[Dataset items]
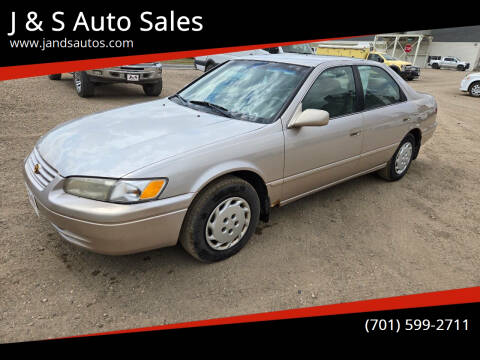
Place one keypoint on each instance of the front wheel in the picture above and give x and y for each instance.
(83, 85)
(153, 89)
(400, 162)
(221, 219)
(474, 89)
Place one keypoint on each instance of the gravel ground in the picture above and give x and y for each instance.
(359, 240)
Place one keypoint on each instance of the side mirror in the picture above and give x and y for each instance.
(309, 117)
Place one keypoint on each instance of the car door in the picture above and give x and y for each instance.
(316, 156)
(386, 115)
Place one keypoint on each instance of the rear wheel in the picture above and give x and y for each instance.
(221, 219)
(55, 76)
(83, 85)
(153, 89)
(474, 89)
(400, 162)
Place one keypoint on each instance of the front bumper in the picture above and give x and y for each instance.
(146, 74)
(101, 227)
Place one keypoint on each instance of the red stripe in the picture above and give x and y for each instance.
(449, 297)
(22, 71)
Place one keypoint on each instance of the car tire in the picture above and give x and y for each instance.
(400, 162)
(55, 76)
(153, 89)
(83, 85)
(474, 89)
(209, 66)
(231, 201)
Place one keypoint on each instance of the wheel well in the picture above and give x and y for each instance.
(418, 140)
(259, 185)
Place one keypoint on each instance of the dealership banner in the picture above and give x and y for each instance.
(429, 316)
(66, 35)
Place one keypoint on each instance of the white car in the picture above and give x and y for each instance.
(471, 84)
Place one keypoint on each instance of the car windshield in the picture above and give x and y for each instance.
(298, 49)
(244, 89)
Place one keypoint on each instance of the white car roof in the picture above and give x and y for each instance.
(310, 60)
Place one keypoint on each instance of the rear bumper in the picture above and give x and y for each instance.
(107, 228)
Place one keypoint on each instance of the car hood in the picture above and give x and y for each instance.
(117, 142)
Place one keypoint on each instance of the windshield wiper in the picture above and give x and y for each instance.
(217, 108)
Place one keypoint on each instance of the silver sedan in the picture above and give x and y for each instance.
(205, 165)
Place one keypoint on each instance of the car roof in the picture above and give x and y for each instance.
(310, 60)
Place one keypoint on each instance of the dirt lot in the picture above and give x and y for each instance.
(362, 239)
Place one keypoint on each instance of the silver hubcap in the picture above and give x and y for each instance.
(78, 82)
(476, 90)
(228, 223)
(403, 157)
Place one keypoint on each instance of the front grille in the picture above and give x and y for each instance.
(44, 174)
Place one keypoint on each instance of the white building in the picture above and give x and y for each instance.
(460, 42)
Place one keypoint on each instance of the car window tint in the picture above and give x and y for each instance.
(333, 91)
(379, 88)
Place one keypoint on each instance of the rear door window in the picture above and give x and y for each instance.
(379, 88)
(332, 91)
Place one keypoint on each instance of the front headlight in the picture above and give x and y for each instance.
(117, 191)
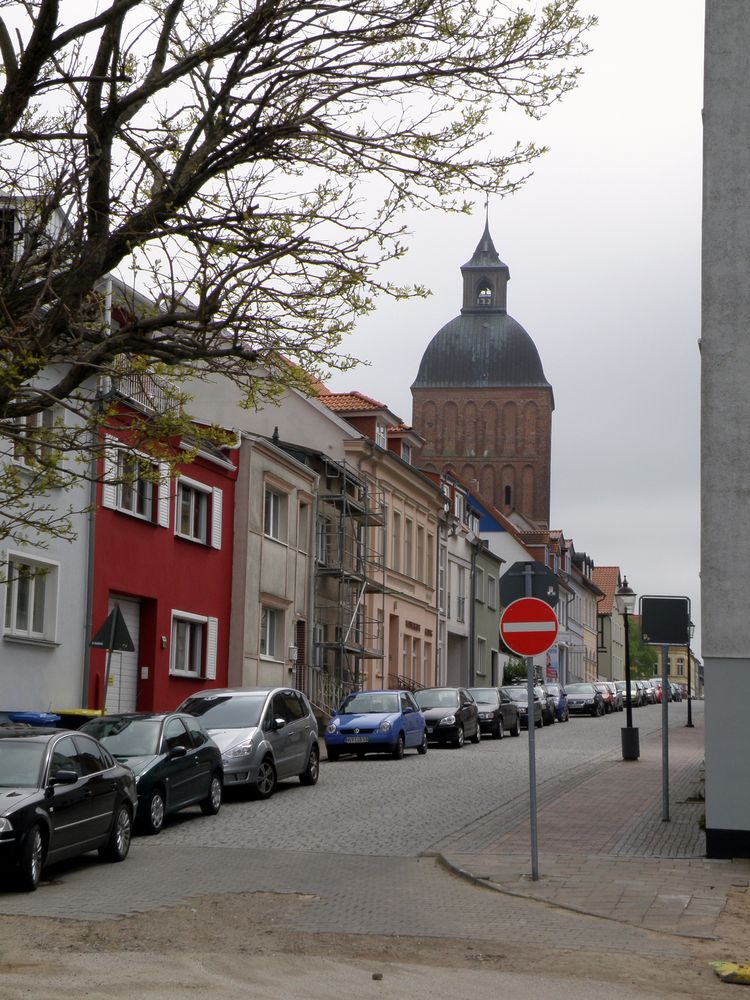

DIRECTION
Could you update all of the data above by replacing "give x and y" with "report the x and y coordinates" everywhere it appears, changing nothing else and leaving the pictures out of your answer?

EXERCISE RESULT
Place one keypoint on each instance of the front wheel in the picture above and report the x and y coordinates for each instance.
(83, 85)
(153, 89)
(400, 162)
(221, 219)
(474, 89)
Place one keypoint on each instance of the gravel ground in the picture above and report the x and y coordinates for each instance.
(359, 240)
Place one keypoint on each instance of the side mirror in the picture above and report the x and y coordinates for each instance.
(309, 117)
Place one keypoint on each instance of the car door in the picture above and report the x and y coordinates for each instance.
(316, 156)
(386, 115)
Place one keypoint on each instance of the rear wheel in the picture above and report the x and y coordinates for each instance.
(221, 219)
(55, 76)
(83, 85)
(153, 89)
(474, 89)
(400, 162)
Place one keypoint on each instance of the front bumper in the picture above and report the x and y coordinates for each instance.
(146, 74)
(101, 227)
Place one keypoint on each instance of the red stripe in the picture above and report the x and y coordinates for each instance.
(449, 297)
(22, 71)
Place one keypoint on each instance of the car tire in the picture above and report the x and y coordinates for each instance.
(400, 162)
(55, 76)
(153, 89)
(83, 85)
(474, 89)
(209, 66)
(231, 201)
Place one keypoint on each instance of the wheel well in the picture above and report the x and y coordinates for each instance.
(418, 140)
(259, 185)
Place one keypoint on each instance of the dealership banner in the picture above and report the x and y coordinates for each instance.
(429, 316)
(66, 35)
Place one keypoint on each instance of the white car in the picture above and report the x and y coordinates for each instance.
(471, 84)
Place one keypoint on each instance of the car windshield in the picture above and report the x and y coordinates for each instance.
(298, 49)
(244, 89)
Place one keypoint on each instance of the white car roof in the picture above and report the x and y coordinates for each instance.
(310, 60)
Place one keypoint on each instance of the rear bumper in the picture above and report the x and y coordinates for each instance.
(107, 228)
Place one keypoint on each instance of the car hood in the picture above and report the x and y coordinates for each instance.
(117, 142)
Place one keypoint on each instance of the windshield wiper in the picture above and report the x and y coordinates for each instance.
(217, 108)
Place one keypoint on each instance of the silver sedan in the picture above and report the x and y coordinates for each instance.
(205, 165)
Place one keypoint on each instance of the car roof in the picture above and report the x and y coordinates for each instance.
(310, 60)
Place one keypoint on each instance of the dirt lot in the picture above and report the x and y coordinates for each instance.
(362, 239)
Place one keypoint on each instance of the silver hubcap in the picture above and report the x and y coordinates for each instance.
(78, 82)
(476, 90)
(228, 223)
(403, 157)
Place one keypoint on each instance of the front grille in the picture above and report the x and y coordinates for each instance.
(44, 174)
Place one keypoint on each instance of the white building in the picture above and report the x and y coordinates for each instance.
(460, 42)
Place one keypoint on each instance of the car window tint in the picture above and report the x and y coordinates for each instance.
(333, 91)
(379, 88)
Place one keypoint on each instance of the rear door window in the picture above and report the x and y coordinates for each instance.
(379, 88)
(332, 91)
Place one keypoint on each instance of the front headlight in the picture above and report the x and y coordinates for each instance.
(117, 191)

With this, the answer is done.